_Tugas_
Jawablah pertanyaan berikut berdasarkan artikel kisah di bawah ini.
(a) Pada hari dan tanggal berapa kisah ini dimuat?
(b) Menurut sahabat pertama, anjing yang menggigitnya adalah milik siapa?
(c) Apa yang diminta Rasulullah kepada sahabat pertama setelah mendengar ceritanya?

_Artikel_
:::::

Jumat, 13 Juni 2014
Kisah: Orang yang suka menghina, Anjingpun benci
" Allah tidak suka terhadap perkataan jelek yang membeberkan untuk merendahkan kecuali orang yang menganiaya, Dan ingat, Allah maha mendengar lagi maha mengetahui "
Saat sedang duduk-duduk bersama, Rasulullah SAW dikagetkan dengan hadirnya seorang sahabat yang berlumuran darah pada sebagian kakinya. Spontan Nabi menanyakan penyebab keadaan yang beliau saksikan.
“Mengapa betismu berdarah?”
“Ya, Rasulullah, baru saja aku melewati anjing milik seorang perempuan munafik. Anjing itu menggigit betisku,” kata sahabat ini.
Rasulullah lantas memintanya beristirahat untuk memulihkan rasa sakit akibat anjing itu. Sejurus kemudian, muncul sahabat lain datang kepada Nabi dengan kondisi yang sama. Betisnya mengalirkan darah. Sahabat yang kedua ini juga menceritakan penyebab serupa atas kondisi yang menimpanya.

:::::

_Materi yang Diberikan_
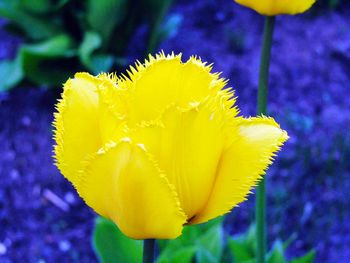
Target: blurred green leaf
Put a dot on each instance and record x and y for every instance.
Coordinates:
(240, 251)
(112, 246)
(210, 245)
(104, 15)
(37, 6)
(41, 62)
(277, 253)
(10, 73)
(90, 43)
(308, 258)
(34, 27)
(101, 63)
(183, 255)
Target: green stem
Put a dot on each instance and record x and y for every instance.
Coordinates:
(260, 206)
(148, 250)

:::::

_Jawaban_
(a) Jumat, 13 Juni 2014.
(b) Milik seorang perempuan munafik.
(c) Beristirahat untuk memulihkan rasa sakit akibat gigitan anjing itu.